_WHAT IS ASKED_
Render the stretch from the line containing "the white van" through the line containing "88L0 272L37 271L45" as a numbered list, leaving out any blank lines.

[Begin SOURCE RECORDS]

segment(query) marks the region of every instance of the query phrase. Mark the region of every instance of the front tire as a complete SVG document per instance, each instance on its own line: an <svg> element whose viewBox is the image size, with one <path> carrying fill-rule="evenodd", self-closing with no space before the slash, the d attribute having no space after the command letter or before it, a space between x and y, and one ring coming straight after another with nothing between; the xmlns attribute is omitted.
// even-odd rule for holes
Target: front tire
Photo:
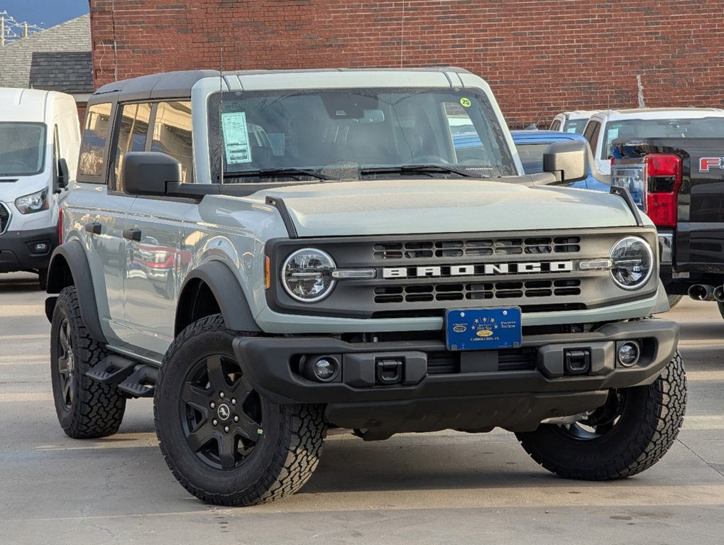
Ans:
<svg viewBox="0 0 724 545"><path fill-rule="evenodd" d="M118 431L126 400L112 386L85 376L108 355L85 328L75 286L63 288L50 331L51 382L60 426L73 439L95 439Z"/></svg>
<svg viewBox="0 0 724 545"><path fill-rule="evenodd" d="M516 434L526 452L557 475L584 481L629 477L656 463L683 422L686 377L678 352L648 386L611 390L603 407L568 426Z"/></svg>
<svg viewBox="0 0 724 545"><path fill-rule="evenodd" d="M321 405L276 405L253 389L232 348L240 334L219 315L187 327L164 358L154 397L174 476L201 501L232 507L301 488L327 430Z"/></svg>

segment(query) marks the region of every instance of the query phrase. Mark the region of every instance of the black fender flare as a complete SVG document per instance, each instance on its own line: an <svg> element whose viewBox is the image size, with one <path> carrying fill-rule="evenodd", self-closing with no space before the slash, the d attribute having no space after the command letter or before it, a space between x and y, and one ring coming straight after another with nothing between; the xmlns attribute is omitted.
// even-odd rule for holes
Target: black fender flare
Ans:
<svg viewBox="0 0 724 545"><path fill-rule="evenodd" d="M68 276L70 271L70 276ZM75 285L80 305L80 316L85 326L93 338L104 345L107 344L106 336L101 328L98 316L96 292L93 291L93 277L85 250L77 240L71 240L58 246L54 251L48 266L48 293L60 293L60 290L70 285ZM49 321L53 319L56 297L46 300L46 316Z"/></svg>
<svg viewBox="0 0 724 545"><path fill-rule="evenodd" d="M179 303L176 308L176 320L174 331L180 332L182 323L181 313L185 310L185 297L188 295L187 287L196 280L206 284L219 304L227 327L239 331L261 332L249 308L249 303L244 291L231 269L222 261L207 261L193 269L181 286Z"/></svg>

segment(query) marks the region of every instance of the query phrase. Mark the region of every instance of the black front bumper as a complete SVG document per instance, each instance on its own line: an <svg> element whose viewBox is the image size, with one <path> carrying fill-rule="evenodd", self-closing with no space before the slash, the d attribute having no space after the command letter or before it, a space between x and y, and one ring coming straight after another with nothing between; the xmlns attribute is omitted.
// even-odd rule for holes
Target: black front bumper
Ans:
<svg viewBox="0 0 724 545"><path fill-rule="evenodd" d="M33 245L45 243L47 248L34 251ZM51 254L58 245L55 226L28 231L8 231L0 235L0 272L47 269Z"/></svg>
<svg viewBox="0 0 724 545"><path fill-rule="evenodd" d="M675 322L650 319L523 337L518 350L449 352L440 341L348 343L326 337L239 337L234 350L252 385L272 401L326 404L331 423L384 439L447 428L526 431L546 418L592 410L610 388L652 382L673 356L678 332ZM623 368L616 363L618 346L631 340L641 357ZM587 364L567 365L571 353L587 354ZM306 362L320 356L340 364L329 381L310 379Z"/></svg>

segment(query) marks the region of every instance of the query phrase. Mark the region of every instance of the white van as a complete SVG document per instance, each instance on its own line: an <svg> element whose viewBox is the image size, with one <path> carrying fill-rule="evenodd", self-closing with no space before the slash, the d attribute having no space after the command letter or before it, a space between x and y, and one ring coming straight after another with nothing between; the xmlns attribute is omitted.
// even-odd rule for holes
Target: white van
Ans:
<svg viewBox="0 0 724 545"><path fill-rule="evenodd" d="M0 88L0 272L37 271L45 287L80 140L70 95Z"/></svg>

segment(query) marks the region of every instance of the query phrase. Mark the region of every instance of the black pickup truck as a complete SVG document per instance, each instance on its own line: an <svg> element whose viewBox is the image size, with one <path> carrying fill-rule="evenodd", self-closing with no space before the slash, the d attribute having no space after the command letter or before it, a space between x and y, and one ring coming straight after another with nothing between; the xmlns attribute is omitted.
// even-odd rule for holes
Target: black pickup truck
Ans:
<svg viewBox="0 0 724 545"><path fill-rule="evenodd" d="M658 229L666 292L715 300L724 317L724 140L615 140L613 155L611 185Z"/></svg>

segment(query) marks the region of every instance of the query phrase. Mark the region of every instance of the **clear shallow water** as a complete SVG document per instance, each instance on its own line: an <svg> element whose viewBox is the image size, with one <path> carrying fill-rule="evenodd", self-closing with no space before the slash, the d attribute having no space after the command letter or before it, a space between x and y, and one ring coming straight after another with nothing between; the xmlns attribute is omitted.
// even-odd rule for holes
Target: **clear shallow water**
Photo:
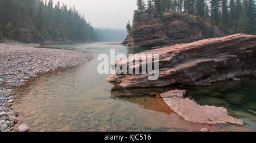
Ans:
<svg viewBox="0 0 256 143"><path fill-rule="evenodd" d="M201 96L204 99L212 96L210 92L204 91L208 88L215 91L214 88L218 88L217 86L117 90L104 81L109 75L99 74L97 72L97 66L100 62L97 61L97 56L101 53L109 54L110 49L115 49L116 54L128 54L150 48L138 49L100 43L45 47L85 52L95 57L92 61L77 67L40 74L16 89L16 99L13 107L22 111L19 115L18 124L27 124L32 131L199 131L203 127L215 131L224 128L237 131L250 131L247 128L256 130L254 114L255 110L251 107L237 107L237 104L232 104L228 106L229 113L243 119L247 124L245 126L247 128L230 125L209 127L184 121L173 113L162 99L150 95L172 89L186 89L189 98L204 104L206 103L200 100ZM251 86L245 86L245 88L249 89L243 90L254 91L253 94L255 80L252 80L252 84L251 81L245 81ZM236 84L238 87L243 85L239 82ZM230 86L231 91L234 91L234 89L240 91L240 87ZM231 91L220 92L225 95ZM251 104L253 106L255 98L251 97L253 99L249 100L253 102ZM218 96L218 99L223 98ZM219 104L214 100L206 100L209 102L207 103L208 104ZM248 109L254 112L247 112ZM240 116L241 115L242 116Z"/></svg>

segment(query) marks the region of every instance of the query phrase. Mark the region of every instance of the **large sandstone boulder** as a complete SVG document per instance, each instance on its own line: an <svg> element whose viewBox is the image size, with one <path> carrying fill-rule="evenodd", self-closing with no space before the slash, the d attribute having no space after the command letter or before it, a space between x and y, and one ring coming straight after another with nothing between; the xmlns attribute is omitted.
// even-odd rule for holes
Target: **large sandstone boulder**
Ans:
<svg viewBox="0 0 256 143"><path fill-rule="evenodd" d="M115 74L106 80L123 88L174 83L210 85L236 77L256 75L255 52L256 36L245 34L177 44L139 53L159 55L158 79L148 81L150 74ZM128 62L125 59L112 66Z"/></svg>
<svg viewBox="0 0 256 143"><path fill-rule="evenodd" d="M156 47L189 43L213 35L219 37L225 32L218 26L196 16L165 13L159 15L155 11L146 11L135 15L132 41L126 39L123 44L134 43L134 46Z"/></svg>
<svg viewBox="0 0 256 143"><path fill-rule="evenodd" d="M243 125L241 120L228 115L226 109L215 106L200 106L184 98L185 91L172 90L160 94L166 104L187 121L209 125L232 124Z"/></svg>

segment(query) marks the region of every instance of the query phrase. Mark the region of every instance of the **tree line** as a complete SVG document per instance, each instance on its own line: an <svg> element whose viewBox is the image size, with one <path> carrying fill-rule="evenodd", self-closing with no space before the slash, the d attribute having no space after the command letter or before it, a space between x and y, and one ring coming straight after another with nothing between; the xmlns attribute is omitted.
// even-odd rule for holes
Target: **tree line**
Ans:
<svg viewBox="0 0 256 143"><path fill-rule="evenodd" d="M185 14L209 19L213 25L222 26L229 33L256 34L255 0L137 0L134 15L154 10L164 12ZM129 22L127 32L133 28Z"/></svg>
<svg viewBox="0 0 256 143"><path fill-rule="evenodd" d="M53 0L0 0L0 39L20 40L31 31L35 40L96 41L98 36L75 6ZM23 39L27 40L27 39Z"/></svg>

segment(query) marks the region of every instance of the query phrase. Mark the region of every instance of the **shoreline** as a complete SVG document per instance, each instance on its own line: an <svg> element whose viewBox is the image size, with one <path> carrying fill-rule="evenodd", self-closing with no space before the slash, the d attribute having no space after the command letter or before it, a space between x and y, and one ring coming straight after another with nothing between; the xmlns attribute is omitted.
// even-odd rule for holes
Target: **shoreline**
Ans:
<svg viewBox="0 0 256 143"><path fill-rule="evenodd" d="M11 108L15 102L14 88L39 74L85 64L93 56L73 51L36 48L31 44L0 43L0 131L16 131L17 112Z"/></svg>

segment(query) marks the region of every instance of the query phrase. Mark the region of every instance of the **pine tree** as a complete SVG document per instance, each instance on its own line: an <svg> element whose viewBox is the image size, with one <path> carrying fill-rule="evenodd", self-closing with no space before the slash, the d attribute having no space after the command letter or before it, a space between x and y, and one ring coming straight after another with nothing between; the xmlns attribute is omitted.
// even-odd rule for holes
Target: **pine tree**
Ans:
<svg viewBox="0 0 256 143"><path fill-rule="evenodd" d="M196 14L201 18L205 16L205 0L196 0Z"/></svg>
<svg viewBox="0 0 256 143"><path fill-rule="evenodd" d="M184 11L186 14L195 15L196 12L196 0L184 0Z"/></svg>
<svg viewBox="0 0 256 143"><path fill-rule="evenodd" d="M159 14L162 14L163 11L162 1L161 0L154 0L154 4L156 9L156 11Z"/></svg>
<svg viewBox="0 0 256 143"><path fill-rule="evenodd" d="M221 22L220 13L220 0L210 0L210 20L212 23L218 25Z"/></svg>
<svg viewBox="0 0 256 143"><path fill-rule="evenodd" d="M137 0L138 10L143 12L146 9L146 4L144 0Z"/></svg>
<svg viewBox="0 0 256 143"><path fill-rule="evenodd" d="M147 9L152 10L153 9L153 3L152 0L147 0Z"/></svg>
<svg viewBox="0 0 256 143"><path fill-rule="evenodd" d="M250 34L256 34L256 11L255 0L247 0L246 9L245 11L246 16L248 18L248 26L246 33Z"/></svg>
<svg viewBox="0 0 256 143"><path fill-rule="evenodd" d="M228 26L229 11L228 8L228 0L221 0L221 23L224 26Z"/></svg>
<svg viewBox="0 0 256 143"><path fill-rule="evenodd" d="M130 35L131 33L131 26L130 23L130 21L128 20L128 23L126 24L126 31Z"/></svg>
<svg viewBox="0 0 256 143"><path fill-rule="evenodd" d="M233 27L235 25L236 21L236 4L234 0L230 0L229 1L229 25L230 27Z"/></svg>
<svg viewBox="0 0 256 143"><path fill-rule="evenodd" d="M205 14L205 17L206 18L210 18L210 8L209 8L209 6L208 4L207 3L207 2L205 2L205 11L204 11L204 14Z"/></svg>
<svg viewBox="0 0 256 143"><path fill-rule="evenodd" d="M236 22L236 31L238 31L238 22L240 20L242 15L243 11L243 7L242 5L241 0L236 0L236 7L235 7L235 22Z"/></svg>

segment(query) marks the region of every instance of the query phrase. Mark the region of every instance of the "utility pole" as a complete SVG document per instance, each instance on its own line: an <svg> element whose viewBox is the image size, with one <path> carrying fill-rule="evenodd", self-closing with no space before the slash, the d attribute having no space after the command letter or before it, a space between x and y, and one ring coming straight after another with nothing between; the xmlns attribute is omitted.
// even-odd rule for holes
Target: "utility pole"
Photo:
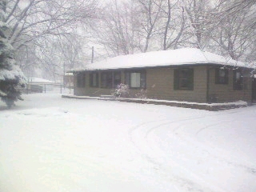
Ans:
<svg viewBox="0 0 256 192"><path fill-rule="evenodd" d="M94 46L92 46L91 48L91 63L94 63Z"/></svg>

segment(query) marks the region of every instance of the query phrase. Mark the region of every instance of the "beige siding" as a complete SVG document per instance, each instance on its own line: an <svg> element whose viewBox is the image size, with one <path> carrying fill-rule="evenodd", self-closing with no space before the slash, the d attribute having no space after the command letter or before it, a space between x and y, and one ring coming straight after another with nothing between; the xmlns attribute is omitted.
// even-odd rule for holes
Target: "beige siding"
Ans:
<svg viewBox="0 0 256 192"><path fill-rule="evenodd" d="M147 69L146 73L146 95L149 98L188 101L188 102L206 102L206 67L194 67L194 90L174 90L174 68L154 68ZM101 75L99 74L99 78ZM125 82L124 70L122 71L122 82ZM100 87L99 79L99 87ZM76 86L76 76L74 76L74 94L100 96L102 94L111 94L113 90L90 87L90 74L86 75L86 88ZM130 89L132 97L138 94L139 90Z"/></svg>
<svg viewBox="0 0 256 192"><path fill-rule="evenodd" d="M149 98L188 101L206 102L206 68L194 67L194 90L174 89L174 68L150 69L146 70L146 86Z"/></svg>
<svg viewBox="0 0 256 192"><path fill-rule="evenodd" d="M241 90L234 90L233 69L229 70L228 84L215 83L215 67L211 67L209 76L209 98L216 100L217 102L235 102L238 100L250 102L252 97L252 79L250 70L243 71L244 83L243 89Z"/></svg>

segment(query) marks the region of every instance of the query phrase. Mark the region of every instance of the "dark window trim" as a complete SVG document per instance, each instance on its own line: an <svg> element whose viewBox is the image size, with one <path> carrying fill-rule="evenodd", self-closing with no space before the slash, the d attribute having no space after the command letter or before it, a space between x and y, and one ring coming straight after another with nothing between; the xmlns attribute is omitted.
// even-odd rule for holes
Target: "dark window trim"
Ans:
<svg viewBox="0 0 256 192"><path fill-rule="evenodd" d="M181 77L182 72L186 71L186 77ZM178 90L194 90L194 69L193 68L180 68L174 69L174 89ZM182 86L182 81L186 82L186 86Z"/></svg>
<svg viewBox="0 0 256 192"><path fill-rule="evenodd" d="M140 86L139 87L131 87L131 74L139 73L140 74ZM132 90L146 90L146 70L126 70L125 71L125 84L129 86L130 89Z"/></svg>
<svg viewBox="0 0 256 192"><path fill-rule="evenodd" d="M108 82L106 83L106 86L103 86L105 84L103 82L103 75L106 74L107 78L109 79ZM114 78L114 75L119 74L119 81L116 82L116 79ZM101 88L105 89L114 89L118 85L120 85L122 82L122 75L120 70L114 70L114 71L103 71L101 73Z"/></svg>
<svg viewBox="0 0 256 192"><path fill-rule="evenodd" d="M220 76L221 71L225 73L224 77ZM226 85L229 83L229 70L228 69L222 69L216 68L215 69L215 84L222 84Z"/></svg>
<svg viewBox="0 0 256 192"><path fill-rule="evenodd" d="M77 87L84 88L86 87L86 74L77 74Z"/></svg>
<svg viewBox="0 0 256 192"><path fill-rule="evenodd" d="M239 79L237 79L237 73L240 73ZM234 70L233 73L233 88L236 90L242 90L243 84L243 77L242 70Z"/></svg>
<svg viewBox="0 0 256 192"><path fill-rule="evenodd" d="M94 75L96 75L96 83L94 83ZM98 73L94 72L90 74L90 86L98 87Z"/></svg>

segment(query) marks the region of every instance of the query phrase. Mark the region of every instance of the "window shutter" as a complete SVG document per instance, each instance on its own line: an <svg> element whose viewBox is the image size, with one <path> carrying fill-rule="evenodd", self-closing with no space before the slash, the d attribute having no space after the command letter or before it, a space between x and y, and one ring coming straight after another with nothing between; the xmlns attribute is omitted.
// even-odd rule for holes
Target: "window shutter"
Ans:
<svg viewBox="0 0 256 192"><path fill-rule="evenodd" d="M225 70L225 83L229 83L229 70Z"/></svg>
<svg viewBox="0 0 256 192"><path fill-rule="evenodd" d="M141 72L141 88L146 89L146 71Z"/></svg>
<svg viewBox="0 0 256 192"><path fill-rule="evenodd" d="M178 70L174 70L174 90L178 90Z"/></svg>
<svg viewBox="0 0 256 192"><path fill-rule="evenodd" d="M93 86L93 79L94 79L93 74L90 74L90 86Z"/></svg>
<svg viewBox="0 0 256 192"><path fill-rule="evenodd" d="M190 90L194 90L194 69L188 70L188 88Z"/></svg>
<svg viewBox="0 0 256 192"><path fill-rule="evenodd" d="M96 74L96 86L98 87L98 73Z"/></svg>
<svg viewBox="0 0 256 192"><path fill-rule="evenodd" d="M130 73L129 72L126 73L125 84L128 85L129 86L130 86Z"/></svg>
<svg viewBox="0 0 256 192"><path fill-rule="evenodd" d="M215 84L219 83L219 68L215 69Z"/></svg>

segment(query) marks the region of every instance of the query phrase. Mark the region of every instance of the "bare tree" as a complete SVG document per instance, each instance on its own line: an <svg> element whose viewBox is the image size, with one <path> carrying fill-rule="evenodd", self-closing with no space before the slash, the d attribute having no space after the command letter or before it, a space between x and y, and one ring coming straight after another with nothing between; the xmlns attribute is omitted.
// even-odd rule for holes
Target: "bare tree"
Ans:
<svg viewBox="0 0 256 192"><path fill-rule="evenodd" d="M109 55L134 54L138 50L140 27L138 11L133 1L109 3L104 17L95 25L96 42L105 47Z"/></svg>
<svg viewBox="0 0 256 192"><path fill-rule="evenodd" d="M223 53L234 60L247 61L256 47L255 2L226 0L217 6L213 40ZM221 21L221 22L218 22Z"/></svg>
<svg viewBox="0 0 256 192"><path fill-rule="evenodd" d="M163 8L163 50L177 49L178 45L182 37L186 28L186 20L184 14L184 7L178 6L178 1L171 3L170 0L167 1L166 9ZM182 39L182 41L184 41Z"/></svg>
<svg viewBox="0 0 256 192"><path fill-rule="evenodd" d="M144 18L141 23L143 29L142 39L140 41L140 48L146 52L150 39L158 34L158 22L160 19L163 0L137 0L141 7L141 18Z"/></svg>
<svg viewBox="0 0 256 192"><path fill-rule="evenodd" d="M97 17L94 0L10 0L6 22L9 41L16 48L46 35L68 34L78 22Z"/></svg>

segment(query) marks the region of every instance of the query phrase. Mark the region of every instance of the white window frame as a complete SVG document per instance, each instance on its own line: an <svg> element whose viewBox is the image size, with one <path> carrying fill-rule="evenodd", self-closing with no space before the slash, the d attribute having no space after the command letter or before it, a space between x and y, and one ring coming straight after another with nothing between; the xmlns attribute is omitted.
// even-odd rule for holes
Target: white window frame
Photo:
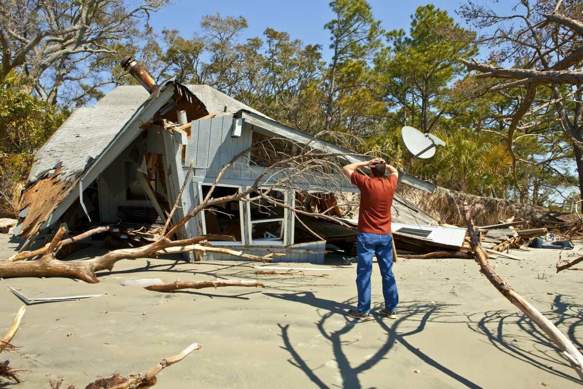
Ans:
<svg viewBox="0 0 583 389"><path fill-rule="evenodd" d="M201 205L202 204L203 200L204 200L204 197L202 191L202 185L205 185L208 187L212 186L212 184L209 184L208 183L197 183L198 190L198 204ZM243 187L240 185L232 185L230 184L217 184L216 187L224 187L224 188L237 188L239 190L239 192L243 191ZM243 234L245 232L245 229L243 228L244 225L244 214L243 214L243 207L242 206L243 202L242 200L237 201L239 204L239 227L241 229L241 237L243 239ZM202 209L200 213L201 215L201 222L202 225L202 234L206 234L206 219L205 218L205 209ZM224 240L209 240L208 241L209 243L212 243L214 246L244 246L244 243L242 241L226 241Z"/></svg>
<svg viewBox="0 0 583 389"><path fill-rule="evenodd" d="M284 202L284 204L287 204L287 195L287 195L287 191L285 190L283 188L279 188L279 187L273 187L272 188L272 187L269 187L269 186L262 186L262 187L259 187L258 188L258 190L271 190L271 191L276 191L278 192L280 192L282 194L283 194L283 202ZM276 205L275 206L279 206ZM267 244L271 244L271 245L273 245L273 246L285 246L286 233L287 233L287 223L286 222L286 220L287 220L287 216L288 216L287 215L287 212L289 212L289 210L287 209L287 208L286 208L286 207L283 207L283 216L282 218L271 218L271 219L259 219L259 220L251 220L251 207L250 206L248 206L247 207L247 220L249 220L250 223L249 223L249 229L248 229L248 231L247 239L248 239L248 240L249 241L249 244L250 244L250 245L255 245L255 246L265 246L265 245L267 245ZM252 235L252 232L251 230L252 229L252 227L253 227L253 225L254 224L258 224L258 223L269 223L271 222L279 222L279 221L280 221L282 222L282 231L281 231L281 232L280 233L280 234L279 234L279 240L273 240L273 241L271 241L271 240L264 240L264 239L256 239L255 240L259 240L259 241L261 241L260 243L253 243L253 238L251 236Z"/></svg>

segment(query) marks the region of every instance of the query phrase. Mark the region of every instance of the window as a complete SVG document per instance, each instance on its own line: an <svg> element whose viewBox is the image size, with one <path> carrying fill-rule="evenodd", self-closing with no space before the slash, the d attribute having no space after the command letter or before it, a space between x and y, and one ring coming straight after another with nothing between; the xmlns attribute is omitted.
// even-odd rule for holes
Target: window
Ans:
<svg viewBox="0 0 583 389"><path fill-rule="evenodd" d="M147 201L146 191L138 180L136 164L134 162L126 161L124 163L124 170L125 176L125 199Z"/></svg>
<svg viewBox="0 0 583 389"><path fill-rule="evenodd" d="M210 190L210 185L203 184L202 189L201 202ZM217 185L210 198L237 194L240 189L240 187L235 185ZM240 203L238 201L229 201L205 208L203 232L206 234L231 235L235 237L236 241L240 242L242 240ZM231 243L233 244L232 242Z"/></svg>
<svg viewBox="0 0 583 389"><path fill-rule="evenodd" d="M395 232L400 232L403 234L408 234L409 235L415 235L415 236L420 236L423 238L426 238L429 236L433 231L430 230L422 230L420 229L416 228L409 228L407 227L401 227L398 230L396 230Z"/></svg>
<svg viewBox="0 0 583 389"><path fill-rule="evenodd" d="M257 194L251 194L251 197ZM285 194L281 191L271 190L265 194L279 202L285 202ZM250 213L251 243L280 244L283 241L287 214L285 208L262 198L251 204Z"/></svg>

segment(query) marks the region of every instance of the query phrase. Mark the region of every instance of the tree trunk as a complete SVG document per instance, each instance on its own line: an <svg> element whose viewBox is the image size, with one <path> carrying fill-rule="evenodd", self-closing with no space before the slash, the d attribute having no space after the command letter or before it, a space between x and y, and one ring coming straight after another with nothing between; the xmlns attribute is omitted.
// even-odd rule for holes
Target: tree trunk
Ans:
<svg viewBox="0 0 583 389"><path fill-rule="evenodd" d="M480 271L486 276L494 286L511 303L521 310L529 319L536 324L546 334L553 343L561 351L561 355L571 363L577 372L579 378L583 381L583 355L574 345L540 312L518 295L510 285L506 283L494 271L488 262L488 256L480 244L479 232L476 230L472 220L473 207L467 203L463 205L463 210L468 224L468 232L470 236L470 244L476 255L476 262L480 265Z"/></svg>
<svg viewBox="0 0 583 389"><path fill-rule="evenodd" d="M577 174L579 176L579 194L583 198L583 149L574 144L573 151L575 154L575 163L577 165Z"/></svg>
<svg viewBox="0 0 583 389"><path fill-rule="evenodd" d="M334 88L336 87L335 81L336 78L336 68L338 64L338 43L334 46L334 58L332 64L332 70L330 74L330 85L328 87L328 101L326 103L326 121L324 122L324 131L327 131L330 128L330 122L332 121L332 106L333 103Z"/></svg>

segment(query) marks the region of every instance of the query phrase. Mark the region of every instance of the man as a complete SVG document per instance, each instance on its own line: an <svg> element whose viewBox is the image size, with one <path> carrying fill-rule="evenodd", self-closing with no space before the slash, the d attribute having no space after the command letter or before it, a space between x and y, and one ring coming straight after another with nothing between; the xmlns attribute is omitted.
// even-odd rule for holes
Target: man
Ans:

[End SOURCE RECORDS]

_CORRECT RESULT_
1. segment(query) marks the region of every instance of the query phrase. Mark the region of every instance of the white van as a complete SVG document per instance, each instance on its own line: an <svg> element whose viewBox is the image size, with one <path> carrying fill-rule="evenodd", self-closing with no space before the slash, the d attribute having no space after the command letter or before it, a space between x and y, and one ring coming straight after another with nothing between; the xmlns attribute is omitted.
2. // even-odd rule for holes
3. Target: white van
4. Ans:
5. <svg viewBox="0 0 724 545"><path fill-rule="evenodd" d="M0 88L0 272L37 271L45 287L80 140L70 95Z"/></svg>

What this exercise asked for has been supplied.